──────── PROVIDED ENTRIES
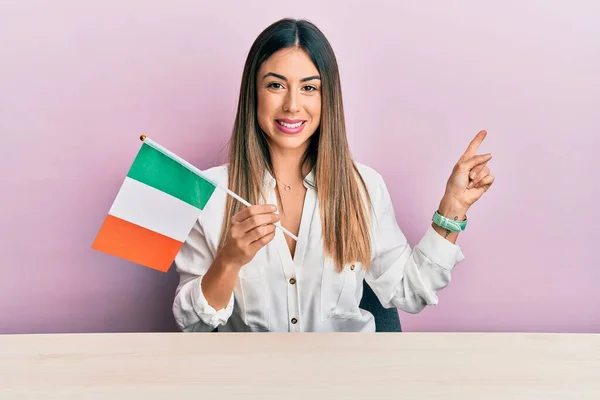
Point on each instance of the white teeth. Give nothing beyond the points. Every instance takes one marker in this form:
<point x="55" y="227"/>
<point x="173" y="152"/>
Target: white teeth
<point x="290" y="125"/>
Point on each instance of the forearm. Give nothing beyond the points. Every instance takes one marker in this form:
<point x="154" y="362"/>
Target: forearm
<point x="452" y="210"/>
<point x="218" y="283"/>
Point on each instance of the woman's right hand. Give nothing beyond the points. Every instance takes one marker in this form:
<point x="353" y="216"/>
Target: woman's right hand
<point x="251" y="229"/>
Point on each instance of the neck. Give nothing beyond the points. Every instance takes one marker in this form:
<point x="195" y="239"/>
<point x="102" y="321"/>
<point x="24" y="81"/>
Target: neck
<point x="287" y="165"/>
────────────────
WORK TASK —
An exact copy of the listing is required, excluding any pictures.

WRITTEN RESPONSE —
Point on each instance of the white teeth. Give nothing beyond the points. Every instance takes one marker in this form:
<point x="55" y="227"/>
<point x="173" y="152"/>
Target: white teeth
<point x="290" y="125"/>
Point on each instance of the forearm. Give nothing beyond the points. Every instance takes one marker in this form:
<point x="154" y="362"/>
Target: forearm
<point x="452" y="210"/>
<point x="218" y="283"/>
Point on each instance of the woman's right hand. Give nothing beyond the points. Every instance takes one marker in this form:
<point x="353" y="216"/>
Target: woman's right hand
<point x="251" y="229"/>
Point on each instance of the neck. Give nothing beyond the points. Every instance takes one marker in this form:
<point x="195" y="239"/>
<point x="102" y="321"/>
<point x="24" y="81"/>
Target: neck
<point x="287" y="165"/>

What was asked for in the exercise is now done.